* Extrait choisi *
┏━━

5° En voyant une partie des combinaisons du règne végétal, animal et minéral, et ce globe percé partout comme un crible, d’où tant d’exhalaisons s’échappent en foule, quel sera le philosophe assez hardi ou le scolastique assez imbécile pour voir clairement que la nature pouvait arrêter les effets des volcans, les intempéries de l’atmosphère, la violence des vents, les pestes, et tous les fléaux destructeurs ?

6° Il faut être bien puissant, bien fort, bien industrieux, pour avoir formé des lions qui dévorent des taureaux, et produit des hommes qui inventent des armes pour tuer d’un seul coup, non-seulement les taureaux et les lions, mais encore pour se tuer les uns les autres. Il faut être très-puissant pour avoir fait naître des araignées qui tendent des filets pour prendre des mouches ; mais ce n’est pas être tout-puissant, infiniment puissant.

7° Si le grand Être avait été infiniment puissant, il n’y a nulle raison pour laquelle il n’aurait pas fait les animaux sensibles infiniment heureux ; il ne l’a pas fait, donc il ne l’a pas pu.

8° Toutes les sectes des philosophes ont échoué contre l’écueil du mal physique et moral. Il ne reste que d’avouer que Dieu, ayant agi pour le mieux, n’a pu agir mieux.

9° Cette nécessité tranche toutes les difficultés et finit toutes les disputes. Nous n’avons pas le front de dire : Tout est bien ; nous disons : Tout est le moins mal qu’il se pouvait.

10° Pourquoi un enfant meurt-il souvent dans le sein de sa mère ? Pourquoi un autre, ayant eu le malheur de naître, est-il réservé à des tourments aussi longs que sa vie, terminés par une mort affreuse ?

┗━━

* Exercice 1 *
Indiquez si chacune des affirmations suivantes s’accorde avec l’extrait, en répondant par oui ou par non et en citant les mots décisifs du texte. (a) Le grand Être a rendu les animaux sensibles infiniment heureux. (b) Toutes les sectes des philosophes ont échoué devant le problème du mal physique et moral. (c) L’auteur affirme que tout est bien.
* Exercice 2 *
Relevez tous les animaux que l’extrait désigne par le nom de leur espèce.

* Items d’une collection d’annotation *
┏━━

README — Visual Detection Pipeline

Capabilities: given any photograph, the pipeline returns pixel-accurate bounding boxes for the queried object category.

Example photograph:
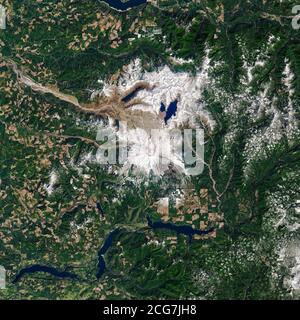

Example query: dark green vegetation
[0,0,300,299]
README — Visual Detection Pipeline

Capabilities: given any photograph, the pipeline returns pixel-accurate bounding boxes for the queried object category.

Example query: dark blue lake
[147,216,214,239]
[96,229,120,279]
[12,264,77,283]
[100,0,147,11]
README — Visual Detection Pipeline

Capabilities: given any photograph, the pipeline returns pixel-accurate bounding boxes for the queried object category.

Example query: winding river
[147,216,215,240]
[99,0,147,11]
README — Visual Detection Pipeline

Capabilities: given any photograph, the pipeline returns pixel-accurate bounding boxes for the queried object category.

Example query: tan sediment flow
[5,59,162,130]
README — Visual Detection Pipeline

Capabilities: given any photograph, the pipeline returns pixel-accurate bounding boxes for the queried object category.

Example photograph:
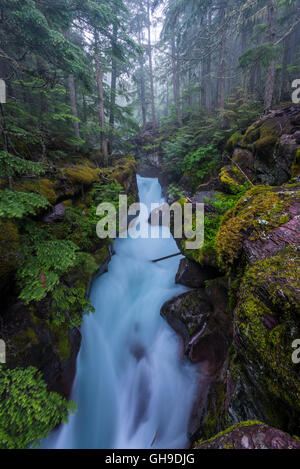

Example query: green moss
[241,125,260,147]
[254,119,282,161]
[15,179,57,205]
[11,327,39,354]
[215,186,297,270]
[292,149,300,178]
[110,157,136,190]
[50,324,71,362]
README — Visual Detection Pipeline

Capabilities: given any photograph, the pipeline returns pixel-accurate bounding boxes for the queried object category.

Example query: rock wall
[0,156,138,397]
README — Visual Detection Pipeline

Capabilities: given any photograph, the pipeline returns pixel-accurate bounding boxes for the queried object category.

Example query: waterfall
[43,177,196,449]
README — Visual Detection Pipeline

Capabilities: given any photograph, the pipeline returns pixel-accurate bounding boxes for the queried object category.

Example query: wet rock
[194,422,300,449]
[176,258,220,288]
[43,204,66,223]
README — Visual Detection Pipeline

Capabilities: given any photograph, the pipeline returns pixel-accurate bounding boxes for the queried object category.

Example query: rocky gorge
[139,105,300,449]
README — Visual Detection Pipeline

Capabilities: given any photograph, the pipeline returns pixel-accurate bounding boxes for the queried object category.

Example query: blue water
[43,177,196,449]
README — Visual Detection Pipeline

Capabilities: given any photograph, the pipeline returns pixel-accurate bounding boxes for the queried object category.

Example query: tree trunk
[95,47,108,166]
[171,36,182,124]
[65,31,80,138]
[147,0,157,127]
[264,0,277,111]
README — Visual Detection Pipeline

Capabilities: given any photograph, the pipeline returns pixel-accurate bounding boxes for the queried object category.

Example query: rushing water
[43,177,195,449]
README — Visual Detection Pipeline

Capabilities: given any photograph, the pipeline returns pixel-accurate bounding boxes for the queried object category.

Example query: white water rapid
[42,177,196,449]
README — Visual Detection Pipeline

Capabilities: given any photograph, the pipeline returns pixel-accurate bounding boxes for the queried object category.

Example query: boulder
[43,204,66,223]
[194,421,300,449]
[176,258,220,288]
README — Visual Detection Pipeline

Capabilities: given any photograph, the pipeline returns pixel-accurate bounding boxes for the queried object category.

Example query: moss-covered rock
[227,246,300,432]
[219,166,247,194]
[292,149,300,178]
[215,184,300,270]
[194,420,300,449]
[61,165,100,186]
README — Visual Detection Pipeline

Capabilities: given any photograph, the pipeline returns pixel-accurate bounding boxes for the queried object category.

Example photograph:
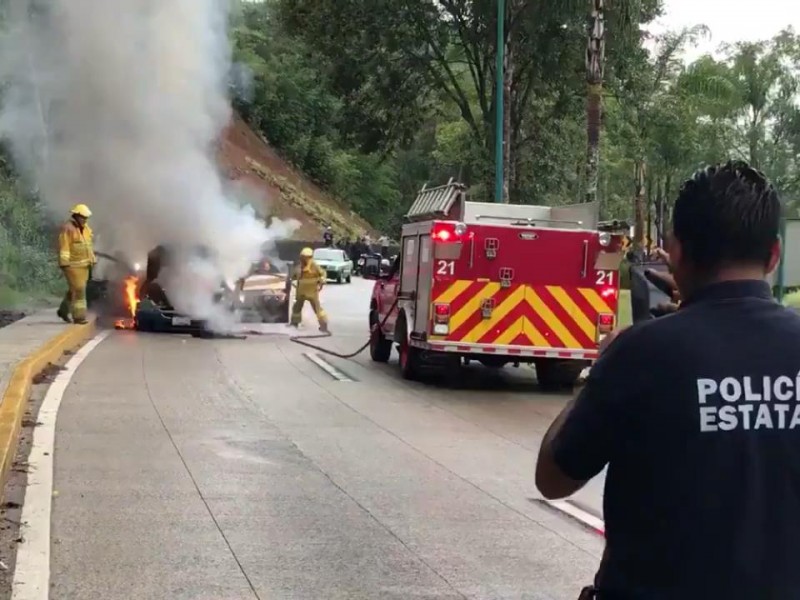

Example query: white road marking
[11,331,111,600]
[544,499,606,536]
[303,352,353,381]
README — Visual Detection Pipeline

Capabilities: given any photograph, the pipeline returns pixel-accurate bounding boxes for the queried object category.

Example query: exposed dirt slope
[218,115,376,241]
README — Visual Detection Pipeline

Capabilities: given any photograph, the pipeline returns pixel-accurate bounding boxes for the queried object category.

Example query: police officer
[536,162,800,600]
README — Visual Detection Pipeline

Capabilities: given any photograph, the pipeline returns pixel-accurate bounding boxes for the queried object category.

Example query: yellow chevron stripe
[525,288,583,348]
[450,282,500,331]
[460,285,525,343]
[578,288,614,313]
[522,317,551,348]
[494,316,530,346]
[547,285,597,340]
[434,279,472,304]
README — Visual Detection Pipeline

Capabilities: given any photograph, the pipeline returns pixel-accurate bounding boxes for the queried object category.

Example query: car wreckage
[87,245,291,334]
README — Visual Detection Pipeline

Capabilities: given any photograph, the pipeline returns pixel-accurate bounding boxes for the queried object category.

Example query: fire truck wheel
[398,317,422,380]
[534,358,586,391]
[369,311,392,362]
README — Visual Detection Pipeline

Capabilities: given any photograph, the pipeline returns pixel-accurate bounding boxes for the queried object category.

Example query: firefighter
[289,248,328,333]
[58,204,97,324]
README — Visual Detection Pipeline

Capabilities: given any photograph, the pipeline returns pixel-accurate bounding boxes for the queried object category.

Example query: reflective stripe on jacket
[293,260,328,296]
[58,220,97,267]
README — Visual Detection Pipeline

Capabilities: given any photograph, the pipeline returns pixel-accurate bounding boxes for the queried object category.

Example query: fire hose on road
[289,298,397,360]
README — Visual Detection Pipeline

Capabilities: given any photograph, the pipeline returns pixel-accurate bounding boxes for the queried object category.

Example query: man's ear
[767,238,783,274]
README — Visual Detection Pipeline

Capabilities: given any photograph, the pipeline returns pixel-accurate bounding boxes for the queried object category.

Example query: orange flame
[125,276,139,317]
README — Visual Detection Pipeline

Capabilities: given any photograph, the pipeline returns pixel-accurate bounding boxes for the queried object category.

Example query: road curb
[0,320,96,498]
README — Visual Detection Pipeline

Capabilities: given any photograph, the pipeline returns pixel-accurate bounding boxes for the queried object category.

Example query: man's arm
[536,335,634,500]
[58,225,72,267]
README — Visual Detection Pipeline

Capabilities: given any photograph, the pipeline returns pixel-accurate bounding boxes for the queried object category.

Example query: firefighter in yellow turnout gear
[58,204,97,324]
[289,248,328,333]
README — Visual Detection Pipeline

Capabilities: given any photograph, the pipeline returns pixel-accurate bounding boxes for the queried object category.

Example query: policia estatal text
[536,163,800,600]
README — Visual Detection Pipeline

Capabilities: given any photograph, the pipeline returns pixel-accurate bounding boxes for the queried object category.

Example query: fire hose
[289,298,398,360]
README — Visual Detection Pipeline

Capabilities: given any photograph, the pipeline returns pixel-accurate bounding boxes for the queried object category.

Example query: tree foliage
[234,0,800,233]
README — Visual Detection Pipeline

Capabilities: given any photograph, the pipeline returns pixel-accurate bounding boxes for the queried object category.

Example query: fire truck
[369,180,629,387]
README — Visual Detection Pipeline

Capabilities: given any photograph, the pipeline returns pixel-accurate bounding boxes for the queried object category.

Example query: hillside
[218,115,377,241]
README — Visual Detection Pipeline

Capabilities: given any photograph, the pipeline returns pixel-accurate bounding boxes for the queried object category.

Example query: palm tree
[585,0,605,202]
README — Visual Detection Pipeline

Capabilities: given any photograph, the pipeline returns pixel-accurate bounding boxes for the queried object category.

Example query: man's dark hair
[672,161,781,273]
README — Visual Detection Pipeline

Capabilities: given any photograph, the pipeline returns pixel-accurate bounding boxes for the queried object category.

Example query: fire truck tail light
[597,313,616,342]
[433,229,454,242]
[600,285,617,300]
[433,304,450,335]
[431,223,467,242]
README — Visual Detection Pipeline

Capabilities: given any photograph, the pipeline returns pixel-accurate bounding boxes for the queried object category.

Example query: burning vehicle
[95,245,291,334]
[230,258,292,323]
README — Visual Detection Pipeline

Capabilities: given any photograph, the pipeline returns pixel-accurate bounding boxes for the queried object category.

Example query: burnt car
[229,259,292,323]
[134,245,225,333]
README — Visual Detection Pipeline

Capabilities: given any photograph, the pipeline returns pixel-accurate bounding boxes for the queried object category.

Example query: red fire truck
[369,181,628,387]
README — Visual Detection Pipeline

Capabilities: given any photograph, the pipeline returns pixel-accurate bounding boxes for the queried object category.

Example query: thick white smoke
[0,0,291,328]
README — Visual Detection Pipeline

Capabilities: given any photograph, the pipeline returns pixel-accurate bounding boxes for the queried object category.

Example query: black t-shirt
[553,281,800,600]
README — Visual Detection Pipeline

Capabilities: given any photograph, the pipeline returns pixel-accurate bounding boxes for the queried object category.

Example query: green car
[314,248,353,283]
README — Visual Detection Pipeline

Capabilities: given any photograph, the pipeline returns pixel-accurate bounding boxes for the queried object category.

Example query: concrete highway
[33,279,603,600]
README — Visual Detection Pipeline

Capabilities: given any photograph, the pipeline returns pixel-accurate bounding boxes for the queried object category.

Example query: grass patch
[617,290,800,327]
[0,284,59,311]
[617,290,633,327]
[783,292,800,308]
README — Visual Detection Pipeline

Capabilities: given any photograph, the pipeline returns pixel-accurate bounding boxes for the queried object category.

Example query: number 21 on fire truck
[369,181,629,387]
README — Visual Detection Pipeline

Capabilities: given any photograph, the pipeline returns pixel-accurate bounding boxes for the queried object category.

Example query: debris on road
[0,310,25,327]
[33,363,64,384]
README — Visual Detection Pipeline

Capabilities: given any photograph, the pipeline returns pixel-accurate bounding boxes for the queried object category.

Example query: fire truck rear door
[462,225,617,350]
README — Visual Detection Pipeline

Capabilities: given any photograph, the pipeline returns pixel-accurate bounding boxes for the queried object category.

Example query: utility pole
[494,0,506,203]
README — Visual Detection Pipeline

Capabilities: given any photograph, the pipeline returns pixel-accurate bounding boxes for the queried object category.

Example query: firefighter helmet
[70,204,92,219]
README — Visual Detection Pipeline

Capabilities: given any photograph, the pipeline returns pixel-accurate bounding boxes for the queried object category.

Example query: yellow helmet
[70,204,92,219]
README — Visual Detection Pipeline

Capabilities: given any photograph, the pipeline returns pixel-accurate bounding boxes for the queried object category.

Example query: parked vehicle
[314,248,353,283]
[369,182,628,387]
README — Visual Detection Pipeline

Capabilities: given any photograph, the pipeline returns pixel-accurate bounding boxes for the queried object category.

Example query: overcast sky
[652,0,800,59]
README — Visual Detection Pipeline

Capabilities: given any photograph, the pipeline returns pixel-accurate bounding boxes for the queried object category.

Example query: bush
[0,177,62,296]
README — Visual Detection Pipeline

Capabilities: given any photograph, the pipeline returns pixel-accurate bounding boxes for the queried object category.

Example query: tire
[369,309,392,363]
[397,317,422,381]
[534,358,588,391]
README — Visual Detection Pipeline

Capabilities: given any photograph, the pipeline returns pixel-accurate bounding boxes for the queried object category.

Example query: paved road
[45,280,602,600]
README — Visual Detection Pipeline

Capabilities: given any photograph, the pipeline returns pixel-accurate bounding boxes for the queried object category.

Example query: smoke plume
[0,0,291,322]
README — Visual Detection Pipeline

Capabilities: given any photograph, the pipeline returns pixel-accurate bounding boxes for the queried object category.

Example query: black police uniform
[553,281,800,600]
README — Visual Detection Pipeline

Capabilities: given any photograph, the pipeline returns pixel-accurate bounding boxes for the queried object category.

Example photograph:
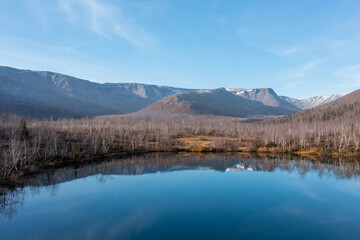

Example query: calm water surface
[0,155,360,239]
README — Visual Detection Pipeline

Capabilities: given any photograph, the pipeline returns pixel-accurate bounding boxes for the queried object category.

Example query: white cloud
[59,0,154,48]
[287,60,324,79]
[267,47,302,57]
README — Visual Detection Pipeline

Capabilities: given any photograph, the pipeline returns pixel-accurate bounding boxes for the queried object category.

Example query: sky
[0,0,360,98]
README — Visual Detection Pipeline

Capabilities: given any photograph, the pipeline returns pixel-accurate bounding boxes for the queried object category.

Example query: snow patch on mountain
[281,93,347,110]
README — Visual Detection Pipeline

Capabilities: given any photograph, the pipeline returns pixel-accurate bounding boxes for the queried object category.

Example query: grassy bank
[0,116,360,179]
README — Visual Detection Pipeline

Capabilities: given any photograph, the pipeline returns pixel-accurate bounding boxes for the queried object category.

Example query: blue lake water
[0,155,360,239]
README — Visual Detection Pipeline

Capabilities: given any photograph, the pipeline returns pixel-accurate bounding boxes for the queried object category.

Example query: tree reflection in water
[0,154,360,219]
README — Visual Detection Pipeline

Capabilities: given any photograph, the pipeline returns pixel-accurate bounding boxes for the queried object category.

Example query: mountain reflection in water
[0,154,360,219]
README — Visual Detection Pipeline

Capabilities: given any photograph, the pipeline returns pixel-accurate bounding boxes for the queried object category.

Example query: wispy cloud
[287,60,325,79]
[267,46,302,57]
[334,64,360,88]
[59,0,155,48]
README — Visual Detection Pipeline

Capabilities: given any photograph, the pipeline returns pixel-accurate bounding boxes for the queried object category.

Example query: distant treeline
[0,107,360,178]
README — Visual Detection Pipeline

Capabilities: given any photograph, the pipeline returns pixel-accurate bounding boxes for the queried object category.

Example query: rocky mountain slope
[280,93,346,110]
[0,66,340,118]
[136,88,299,118]
[0,67,195,117]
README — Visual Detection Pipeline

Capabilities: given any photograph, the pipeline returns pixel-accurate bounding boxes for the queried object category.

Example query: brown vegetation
[0,99,360,178]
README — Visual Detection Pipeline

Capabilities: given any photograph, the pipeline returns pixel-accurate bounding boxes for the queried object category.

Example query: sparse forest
[0,98,360,178]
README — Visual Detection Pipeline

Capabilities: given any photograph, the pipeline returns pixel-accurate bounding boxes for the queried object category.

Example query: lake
[0,154,360,239]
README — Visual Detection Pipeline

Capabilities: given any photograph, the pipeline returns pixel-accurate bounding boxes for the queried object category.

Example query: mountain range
[0,66,342,118]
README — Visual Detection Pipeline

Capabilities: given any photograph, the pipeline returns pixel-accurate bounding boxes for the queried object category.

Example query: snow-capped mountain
[226,88,301,111]
[227,88,346,110]
[281,93,347,110]
[0,67,195,117]
[135,88,300,118]
[0,66,348,118]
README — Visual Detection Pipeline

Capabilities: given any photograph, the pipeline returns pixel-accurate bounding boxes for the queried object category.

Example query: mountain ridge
[0,66,344,118]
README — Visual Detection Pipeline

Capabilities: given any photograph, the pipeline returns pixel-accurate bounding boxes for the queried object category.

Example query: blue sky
[0,0,360,98]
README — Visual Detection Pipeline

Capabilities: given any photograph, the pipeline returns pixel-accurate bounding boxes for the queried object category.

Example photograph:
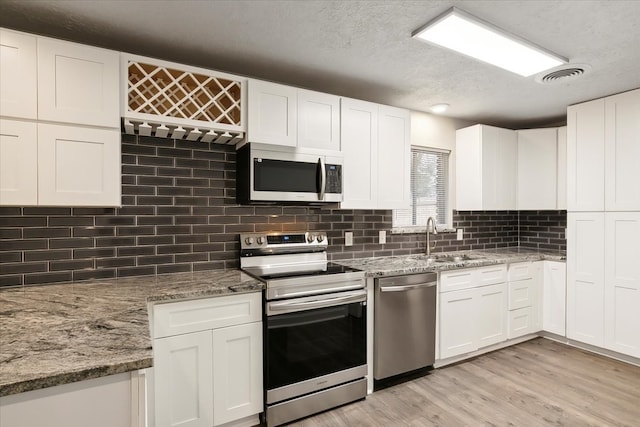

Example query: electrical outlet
[344,231,353,246]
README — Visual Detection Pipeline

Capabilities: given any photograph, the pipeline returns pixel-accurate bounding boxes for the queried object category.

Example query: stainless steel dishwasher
[373,273,437,380]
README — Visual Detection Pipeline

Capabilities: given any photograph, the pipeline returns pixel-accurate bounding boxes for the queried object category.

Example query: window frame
[391,145,453,234]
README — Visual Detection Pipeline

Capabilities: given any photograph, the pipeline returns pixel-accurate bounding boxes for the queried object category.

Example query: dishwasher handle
[380,282,438,292]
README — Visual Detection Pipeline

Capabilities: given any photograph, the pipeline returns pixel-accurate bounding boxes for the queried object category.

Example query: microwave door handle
[318,157,327,200]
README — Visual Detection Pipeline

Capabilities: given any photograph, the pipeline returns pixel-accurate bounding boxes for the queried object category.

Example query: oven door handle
[380,282,437,292]
[267,290,367,315]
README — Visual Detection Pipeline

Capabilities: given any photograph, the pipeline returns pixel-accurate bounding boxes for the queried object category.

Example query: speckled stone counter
[334,247,566,277]
[0,270,263,396]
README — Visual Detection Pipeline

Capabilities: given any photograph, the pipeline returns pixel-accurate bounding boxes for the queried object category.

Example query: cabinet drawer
[153,292,262,338]
[509,279,535,310]
[508,307,534,339]
[508,262,534,282]
[476,264,507,286]
[440,269,477,292]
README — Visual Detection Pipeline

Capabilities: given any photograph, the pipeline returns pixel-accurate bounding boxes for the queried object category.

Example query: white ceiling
[0,0,640,128]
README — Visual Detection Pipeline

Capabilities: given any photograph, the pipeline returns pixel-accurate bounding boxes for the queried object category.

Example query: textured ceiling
[0,0,640,128]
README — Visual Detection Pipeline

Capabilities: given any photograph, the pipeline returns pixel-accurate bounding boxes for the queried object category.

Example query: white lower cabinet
[153,293,263,427]
[213,322,263,426]
[439,265,507,359]
[440,289,478,359]
[0,371,146,427]
[542,261,567,337]
[507,262,542,339]
[153,331,213,427]
[604,212,640,357]
[476,283,507,348]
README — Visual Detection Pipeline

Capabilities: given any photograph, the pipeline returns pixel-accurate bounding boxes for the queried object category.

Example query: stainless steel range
[240,232,367,426]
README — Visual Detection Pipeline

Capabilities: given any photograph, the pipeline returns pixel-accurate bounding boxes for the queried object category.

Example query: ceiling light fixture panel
[412,8,568,77]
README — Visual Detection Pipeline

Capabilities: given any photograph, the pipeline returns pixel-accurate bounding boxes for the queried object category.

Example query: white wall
[411,111,475,217]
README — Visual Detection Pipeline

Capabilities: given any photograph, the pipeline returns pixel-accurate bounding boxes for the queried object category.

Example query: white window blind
[393,147,449,228]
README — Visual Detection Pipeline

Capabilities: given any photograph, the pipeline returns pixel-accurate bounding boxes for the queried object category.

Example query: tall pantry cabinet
[567,89,640,357]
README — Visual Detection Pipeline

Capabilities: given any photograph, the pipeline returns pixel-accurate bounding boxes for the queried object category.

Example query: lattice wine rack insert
[124,61,243,143]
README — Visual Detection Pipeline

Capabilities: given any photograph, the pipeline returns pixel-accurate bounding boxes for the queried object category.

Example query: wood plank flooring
[290,338,640,427]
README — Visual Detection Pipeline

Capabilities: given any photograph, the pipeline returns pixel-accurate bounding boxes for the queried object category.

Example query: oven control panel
[240,231,327,252]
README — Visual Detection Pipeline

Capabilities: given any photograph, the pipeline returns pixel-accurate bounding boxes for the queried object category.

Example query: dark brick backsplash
[0,135,566,286]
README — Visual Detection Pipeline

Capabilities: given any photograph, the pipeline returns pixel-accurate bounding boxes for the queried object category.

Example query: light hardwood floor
[290,338,640,427]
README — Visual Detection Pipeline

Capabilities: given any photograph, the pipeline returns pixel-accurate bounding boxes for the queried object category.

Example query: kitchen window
[393,147,450,232]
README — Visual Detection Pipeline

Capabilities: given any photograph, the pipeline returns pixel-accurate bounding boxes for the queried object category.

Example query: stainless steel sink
[435,254,479,262]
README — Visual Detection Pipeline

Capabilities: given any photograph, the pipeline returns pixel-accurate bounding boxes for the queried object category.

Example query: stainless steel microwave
[236,143,342,203]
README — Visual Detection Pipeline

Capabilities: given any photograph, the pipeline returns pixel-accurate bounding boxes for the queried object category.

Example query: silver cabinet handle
[380,282,437,292]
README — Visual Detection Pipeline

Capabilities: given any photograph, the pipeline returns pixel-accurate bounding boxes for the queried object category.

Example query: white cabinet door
[38,124,121,206]
[0,29,38,120]
[605,212,640,357]
[0,372,138,427]
[492,128,518,210]
[213,322,263,426]
[298,89,340,151]
[0,119,38,206]
[153,331,213,427]
[475,283,508,348]
[247,80,298,147]
[507,307,536,339]
[456,125,517,210]
[440,289,478,359]
[567,212,605,347]
[556,126,567,210]
[375,105,411,209]
[517,128,558,210]
[604,89,640,211]
[542,261,567,337]
[340,98,378,209]
[567,99,608,211]
[38,37,120,129]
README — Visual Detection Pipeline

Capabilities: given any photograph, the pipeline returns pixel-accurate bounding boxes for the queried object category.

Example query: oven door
[265,290,367,404]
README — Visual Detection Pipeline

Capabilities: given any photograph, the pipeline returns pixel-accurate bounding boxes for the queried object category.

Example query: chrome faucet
[425,216,438,256]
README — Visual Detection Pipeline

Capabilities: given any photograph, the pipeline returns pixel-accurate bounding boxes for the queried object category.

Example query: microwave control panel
[325,164,342,194]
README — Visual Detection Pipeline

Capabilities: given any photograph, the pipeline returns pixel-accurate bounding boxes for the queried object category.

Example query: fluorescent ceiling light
[429,104,449,114]
[412,8,568,77]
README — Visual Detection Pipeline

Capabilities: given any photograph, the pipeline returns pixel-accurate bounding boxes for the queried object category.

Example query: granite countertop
[333,247,566,277]
[0,270,264,396]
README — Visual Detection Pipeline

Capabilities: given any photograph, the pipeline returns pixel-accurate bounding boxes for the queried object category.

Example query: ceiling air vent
[535,64,591,85]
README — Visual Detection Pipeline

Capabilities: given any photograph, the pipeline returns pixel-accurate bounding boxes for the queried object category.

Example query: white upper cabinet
[517,128,558,210]
[340,98,378,209]
[604,212,640,357]
[340,98,411,209]
[247,79,341,153]
[0,29,38,120]
[456,125,517,210]
[377,105,411,209]
[37,123,121,206]
[0,119,38,206]
[247,80,298,147]
[556,126,567,210]
[604,89,640,211]
[38,37,120,128]
[567,99,605,211]
[567,212,605,347]
[298,89,340,151]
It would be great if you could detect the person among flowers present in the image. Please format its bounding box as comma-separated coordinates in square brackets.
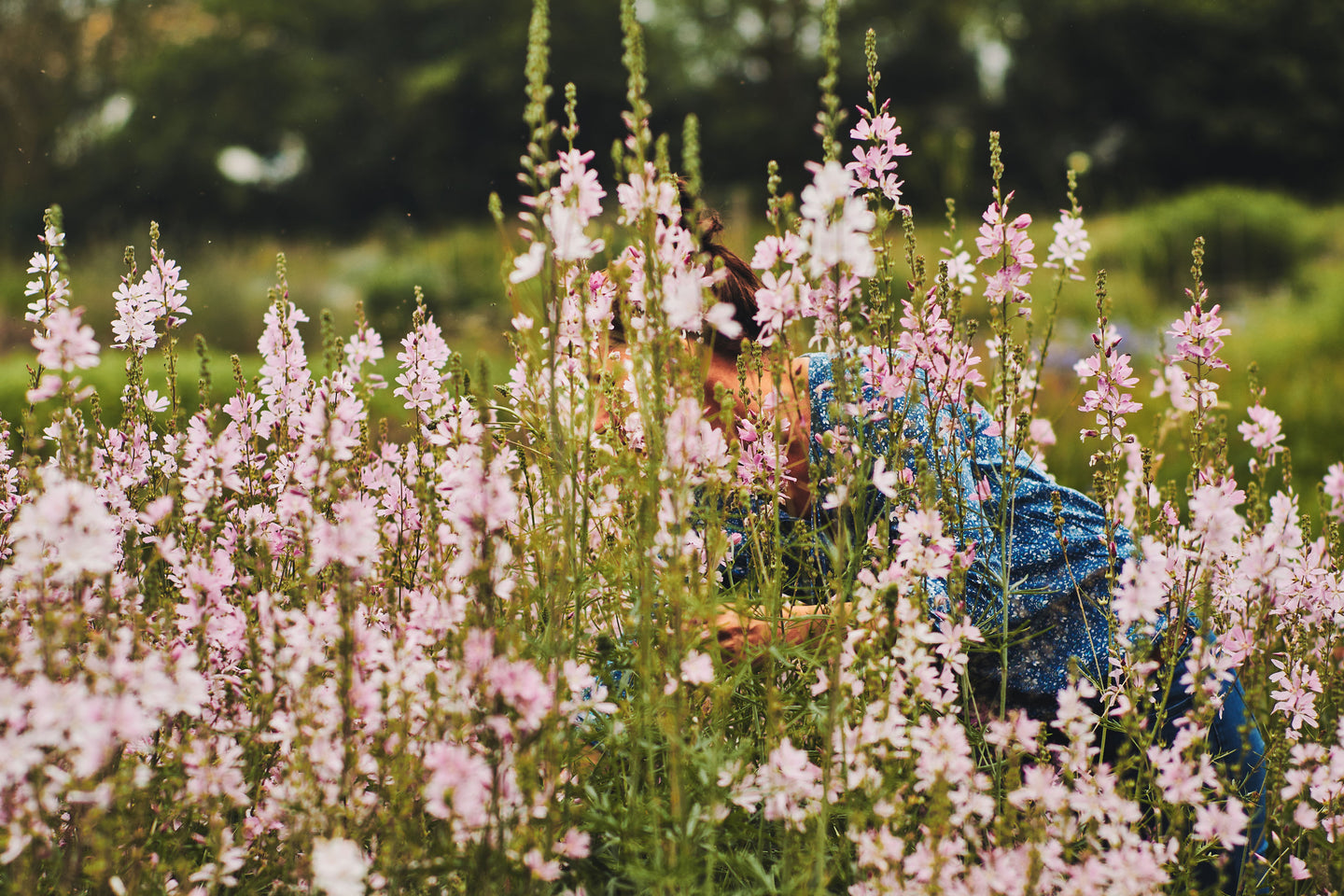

┗━━

* Réponse correcte 1 *
(a) Non : « il ne l’a pas fait, donc il ne l’a pas pu. »
(b) Oui : « Toutes les sectes des philosophes ont échoué contre l’écueil du mal physique et moral. »
(c) Non : « Nous n’avons pas le front de dire : Tout est bien ; nous disons : Tout est le moins mal qu’il se pouvait. »

* Réponse correcte 2 *
Les lions, les taureaux, les araignées, les mouches.